Testo selezionato.
__________________________________________________

Dopo le speranze suscitate dai negoziati tra il governo Sudanese e il gruppo ribelle SPLM/A, l'attesa pacificazione nell'infuocato Sud Sudan potrebbe provocare un'ulteriore diffusione del virus dell'HIV, da cui è già affetto il 2,6% della popolazione adulta della regione, secondo le stime contenute in un recente rapporto dell'Unfpa (United Nations Population Fund). Condividendo le preoccupazioni dell'Unfapa, il consigliere regionale dell'Unicef per l'Aids nell'Africa orientale e meridionale, David Alnwick, afferma: "In poche parole, il Sud Sudan è un disastro in attesa di scoppiare".
E aggiunge: "Finché non si farà qualcosa di significativo in questo senso, le cifre dell'HIV cresceranno considerevolmente". Secondo il Prof. Ali Biely, dell'Università di Ahsad ad Omdurman, vicino Khartoum, poco "è stato fatto in questa direzione, a causa dell'emergenza della crisi umanitaria e della necessità di curare coloro che, nell'immediato, stavano morendo di malattie curabili". "Il fatto che tanti sudanesi torneranno alle loro case da paesi con un alto tasso di HIV/AIDS, incrementerà la probabilità di un'ulteriore diffusione dell'epidemia", si legge in una delle ultime newsletter dell'UNFPA sul Sudan, in cui si riferisce anche che, mentre molti dei rimpatriati conoscono la malattia, l'accesso all'informazione e alla prevenzione è tutt'altro che universale.

Il capo dei programmi per l'HIV/AIDS dell'Ufficio dell'UNHCR (United Nations High Commissioner for Refugees), Paul Spiegel, pur riconoscendo il rischio di un incremento dell'infezione nel Sud Sudan, raccomanda tuttavia di non azzardare affrettate conclusioni rispetto alla prevalenza del virus tra i rifugiati rientrati: "Se è vero che le popolazioni colpite dal conflitto e i rifugiati sono soggetti ad alto rischio di infezione - a causa della violenza sessuale e dello smantellamento dei servizi sanitari - questo non si traduce necessariamente in un più alto tasso di infezione, il quale di fatto è strettamente legato al contesto. I fattori determinanti includono l'incidenza dell'HIV nell'area di origine, il tasso di infezione nella popolazione presso cui si trovano i campi per i rifugiati e il tempo che i rifugiati stessi hanno trascorso nel campo".

__________________________________________________

Materiale fornito.
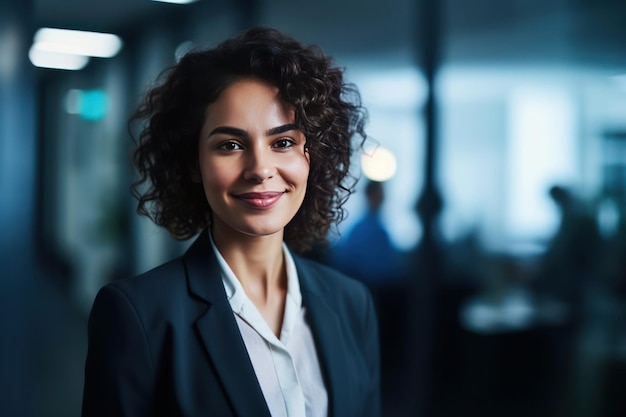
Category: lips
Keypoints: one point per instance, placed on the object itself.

__________________________________________________

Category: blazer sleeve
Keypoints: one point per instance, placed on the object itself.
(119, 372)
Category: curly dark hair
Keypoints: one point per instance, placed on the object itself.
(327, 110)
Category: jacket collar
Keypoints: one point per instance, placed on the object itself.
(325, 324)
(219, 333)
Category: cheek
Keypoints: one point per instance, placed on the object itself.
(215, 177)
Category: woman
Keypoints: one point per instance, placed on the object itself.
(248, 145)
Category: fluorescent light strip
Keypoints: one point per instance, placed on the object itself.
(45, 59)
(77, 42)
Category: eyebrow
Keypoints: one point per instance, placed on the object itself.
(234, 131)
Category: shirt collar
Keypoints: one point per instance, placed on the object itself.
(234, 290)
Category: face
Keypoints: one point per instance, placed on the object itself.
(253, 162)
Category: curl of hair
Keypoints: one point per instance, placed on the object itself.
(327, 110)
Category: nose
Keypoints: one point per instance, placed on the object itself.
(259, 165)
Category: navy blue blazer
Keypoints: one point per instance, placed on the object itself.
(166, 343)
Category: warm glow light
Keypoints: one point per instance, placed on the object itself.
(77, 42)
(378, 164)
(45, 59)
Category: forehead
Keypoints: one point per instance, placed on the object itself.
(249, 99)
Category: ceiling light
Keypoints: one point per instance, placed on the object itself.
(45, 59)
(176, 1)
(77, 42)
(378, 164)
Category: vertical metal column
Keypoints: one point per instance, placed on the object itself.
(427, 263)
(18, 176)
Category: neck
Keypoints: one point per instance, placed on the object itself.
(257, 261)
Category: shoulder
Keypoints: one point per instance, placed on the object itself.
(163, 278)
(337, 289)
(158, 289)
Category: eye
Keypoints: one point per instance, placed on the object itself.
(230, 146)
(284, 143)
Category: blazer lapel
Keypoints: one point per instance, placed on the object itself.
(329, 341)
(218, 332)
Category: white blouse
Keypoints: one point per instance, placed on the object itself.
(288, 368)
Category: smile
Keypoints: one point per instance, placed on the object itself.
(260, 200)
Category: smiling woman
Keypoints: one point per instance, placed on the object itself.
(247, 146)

__________________________________________________

Compito da svolgere. Secondo il testo sull'HIV nel Sud Sudan, quale percentuale della popolazione adulta della regione risulta già affetta dal virus?

Esito del compito. Il 2,6% della popolazione adulta della regione.